Stored data entries

:::

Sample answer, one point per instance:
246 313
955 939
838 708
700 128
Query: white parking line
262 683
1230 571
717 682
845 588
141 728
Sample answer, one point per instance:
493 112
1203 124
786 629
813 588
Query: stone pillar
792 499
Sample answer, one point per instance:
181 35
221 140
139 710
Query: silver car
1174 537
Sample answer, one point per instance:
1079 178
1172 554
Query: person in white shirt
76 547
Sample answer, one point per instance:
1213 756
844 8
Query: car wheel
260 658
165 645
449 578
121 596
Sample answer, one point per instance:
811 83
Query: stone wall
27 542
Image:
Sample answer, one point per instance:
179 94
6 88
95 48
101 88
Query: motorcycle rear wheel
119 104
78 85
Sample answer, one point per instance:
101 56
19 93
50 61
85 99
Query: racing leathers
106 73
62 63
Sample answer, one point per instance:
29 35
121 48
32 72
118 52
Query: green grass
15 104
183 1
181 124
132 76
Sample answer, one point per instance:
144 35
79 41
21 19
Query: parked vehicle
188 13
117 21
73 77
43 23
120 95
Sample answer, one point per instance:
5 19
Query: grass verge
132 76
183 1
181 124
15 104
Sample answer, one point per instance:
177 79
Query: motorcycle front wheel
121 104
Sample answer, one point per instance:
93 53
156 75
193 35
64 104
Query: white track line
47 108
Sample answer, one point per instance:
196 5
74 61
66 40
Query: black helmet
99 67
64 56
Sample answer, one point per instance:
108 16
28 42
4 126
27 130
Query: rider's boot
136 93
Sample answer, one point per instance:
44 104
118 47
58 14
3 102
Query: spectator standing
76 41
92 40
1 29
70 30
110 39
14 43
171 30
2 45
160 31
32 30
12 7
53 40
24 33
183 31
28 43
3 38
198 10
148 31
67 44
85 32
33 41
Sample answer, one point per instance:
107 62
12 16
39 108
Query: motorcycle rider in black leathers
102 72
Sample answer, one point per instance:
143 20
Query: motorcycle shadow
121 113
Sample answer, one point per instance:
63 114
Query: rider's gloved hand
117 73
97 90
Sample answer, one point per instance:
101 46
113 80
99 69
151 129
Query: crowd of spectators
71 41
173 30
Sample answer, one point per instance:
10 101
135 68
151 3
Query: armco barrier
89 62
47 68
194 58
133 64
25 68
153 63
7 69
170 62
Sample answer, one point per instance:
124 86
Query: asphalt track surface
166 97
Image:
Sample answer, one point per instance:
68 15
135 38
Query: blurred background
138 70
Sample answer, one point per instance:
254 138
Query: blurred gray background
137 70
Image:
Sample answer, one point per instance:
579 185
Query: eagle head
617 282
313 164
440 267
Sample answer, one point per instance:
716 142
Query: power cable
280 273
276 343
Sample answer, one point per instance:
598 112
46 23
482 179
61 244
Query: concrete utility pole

:::

* WHAT THIS TASK INVOLVES
The records above must be retyped in full, exactly.

* OUTPUT FOR THIS TASK
Sample answer, one point per instance:
246 313
955 939
838 708
700 128
Query: white parking line
262 683
1230 571
717 682
845 588
141 728
Sample answer, one point per instance:
493 112
1203 124
786 629
813 588
Query: stone pillar
792 499
Sample answer, one point per instance:
181 35
221 140
139 710
Query: silver car
1174 537
Sample answer, one point per instance:
1079 178
1172 554
Query: person in white shirt
76 547
Sample answer, one point per instance:
1213 756
844 8
Query: car wheel
260 658
165 645
449 578
121 596
Sample answer, one point per instance:
811 83
Query: stone wall
27 542
Image:
Sample answer, one point per instance:
179 94
6 88
95 48
101 88
Query: motorcycle rear wheel
119 104
78 85
Sample answer, one point per instance:
101 56
19 93
50 61
85 99
Query: racing leathers
106 73
62 63
Sample answer, one point per instance:
29 35
121 48
32 72
118 52
Query: green grass
15 104
183 1
181 124
132 76
Sample answer, one point per instance:
144 35
79 41
21 19
Query: parked vehicle
188 13
117 21
73 77
43 23
120 95
Sample answer, one point per instance:
5 19
Query: grass verge
132 76
183 1
181 124
15 104
Sample answer, one point per instance:
177 79
Query: motorcycle front wheel
121 104
Sample answer, one point per instance:
93 53
156 75
193 35
64 104
Query: white track line
47 108
Sample answer, one point per instance:
196 5
74 61
66 40
Query: black helmet
99 67
64 56
Sample answer, one point per instance:
108 16
28 42
4 126
27 130
Query: rider's boot
136 93
Sample answer, one point per instance:
44 104
118 47
58 14
3 102
Query: spectator standing
76 41
92 40
1 29
70 30
110 39
14 43
171 30
2 45
160 31
32 30
12 7
53 40
24 33
183 31
28 43
3 38
198 10
148 31
67 44
85 32
33 41
Sample answer, one point per instance:
107 62
12 16
39 108
Query: motorcycle rider in black leathers
102 72
Sample answer, one point per instance:
143 20
Query: motorcycle shadow
121 113
Sample answer, one point per instance:
63 114
Query: rider's gloved hand
117 73
97 90
Sample answer, one point per instance:
101 46
113 80
99 69
151 129
Query: crowd of spectators
71 41
173 30
Sample answer, one point per instance:
10 101
135 68
151 3
Query: armco barrier
89 62
47 68
194 58
133 64
25 68
153 63
7 69
170 62
Sample answer, one point per instance:
124 86
Query: asphalt track surface
166 97
Image:
Sample answer, one point per instance:
68 15
135 38
Query: blurred background
138 70
Sample answer, one point per instance:
254 138
Query: blurred gray background
137 70
Image:
Sample answer, one point per instance:
579 185
Query: eagle head
617 282
313 164
440 267
Sample answer, one point per instance:
716 142
Query: power cable
280 273
276 343
Sample answer, one point per instance:
598 112
46 23
482 179
61 244
Query: concrete utility pole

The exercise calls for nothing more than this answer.